Task to carry out
What is needed is an exact copy of all the records, written out in full.

Segment Start: Material provided

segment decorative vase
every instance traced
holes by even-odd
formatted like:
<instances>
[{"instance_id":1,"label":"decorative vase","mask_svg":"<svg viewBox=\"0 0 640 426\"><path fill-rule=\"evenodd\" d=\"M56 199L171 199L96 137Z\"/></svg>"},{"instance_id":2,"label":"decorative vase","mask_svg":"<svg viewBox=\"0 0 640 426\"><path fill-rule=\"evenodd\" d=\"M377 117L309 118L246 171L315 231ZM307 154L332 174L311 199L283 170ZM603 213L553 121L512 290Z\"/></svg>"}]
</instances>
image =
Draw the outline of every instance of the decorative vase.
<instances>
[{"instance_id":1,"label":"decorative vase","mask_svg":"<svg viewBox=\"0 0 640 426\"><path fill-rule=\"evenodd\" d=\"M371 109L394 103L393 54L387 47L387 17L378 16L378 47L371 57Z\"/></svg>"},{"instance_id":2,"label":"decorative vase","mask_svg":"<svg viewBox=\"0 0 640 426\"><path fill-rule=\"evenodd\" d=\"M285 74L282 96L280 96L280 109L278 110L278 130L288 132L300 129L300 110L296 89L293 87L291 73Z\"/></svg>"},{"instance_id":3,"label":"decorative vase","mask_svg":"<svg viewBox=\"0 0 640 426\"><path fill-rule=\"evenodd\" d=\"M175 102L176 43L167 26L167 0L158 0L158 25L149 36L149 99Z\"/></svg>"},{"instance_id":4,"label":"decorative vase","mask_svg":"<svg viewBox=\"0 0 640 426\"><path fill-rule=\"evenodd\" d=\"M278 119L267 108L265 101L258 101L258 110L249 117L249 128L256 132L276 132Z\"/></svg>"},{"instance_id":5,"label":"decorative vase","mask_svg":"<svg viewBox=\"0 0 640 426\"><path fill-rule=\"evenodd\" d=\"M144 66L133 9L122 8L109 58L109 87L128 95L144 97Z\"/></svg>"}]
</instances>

Segment End: Material provided

Expected answer
segment decorative vase
every instance traced
holes by even-odd
formatted like:
<instances>
[{"instance_id":1,"label":"decorative vase","mask_svg":"<svg viewBox=\"0 0 640 426\"><path fill-rule=\"evenodd\" d=\"M56 199L171 199L96 137Z\"/></svg>"},{"instance_id":2,"label":"decorative vase","mask_svg":"<svg viewBox=\"0 0 640 426\"><path fill-rule=\"evenodd\" d=\"M377 117L309 118L246 171L315 231ZM307 154L332 174L311 199L283 170ZM603 213L553 121L512 290Z\"/></svg>"}]
</instances>
image =
Draw the outline of every instance of the decorative vase.
<instances>
[{"instance_id":1,"label":"decorative vase","mask_svg":"<svg viewBox=\"0 0 640 426\"><path fill-rule=\"evenodd\" d=\"M371 109L394 103L393 54L387 47L387 17L378 16L378 47L371 57Z\"/></svg>"},{"instance_id":2,"label":"decorative vase","mask_svg":"<svg viewBox=\"0 0 640 426\"><path fill-rule=\"evenodd\" d=\"M285 74L282 96L280 96L280 109L278 110L278 130L288 132L300 129L300 110L296 89L293 87L291 73Z\"/></svg>"},{"instance_id":3,"label":"decorative vase","mask_svg":"<svg viewBox=\"0 0 640 426\"><path fill-rule=\"evenodd\" d=\"M175 102L176 43L167 26L167 0L158 0L158 25L149 36L149 99Z\"/></svg>"},{"instance_id":4,"label":"decorative vase","mask_svg":"<svg viewBox=\"0 0 640 426\"><path fill-rule=\"evenodd\" d=\"M278 119L267 108L265 101L258 101L258 110L249 117L249 128L256 132L276 132Z\"/></svg>"},{"instance_id":5,"label":"decorative vase","mask_svg":"<svg viewBox=\"0 0 640 426\"><path fill-rule=\"evenodd\" d=\"M144 66L133 9L122 8L109 58L109 87L128 95L144 97Z\"/></svg>"}]
</instances>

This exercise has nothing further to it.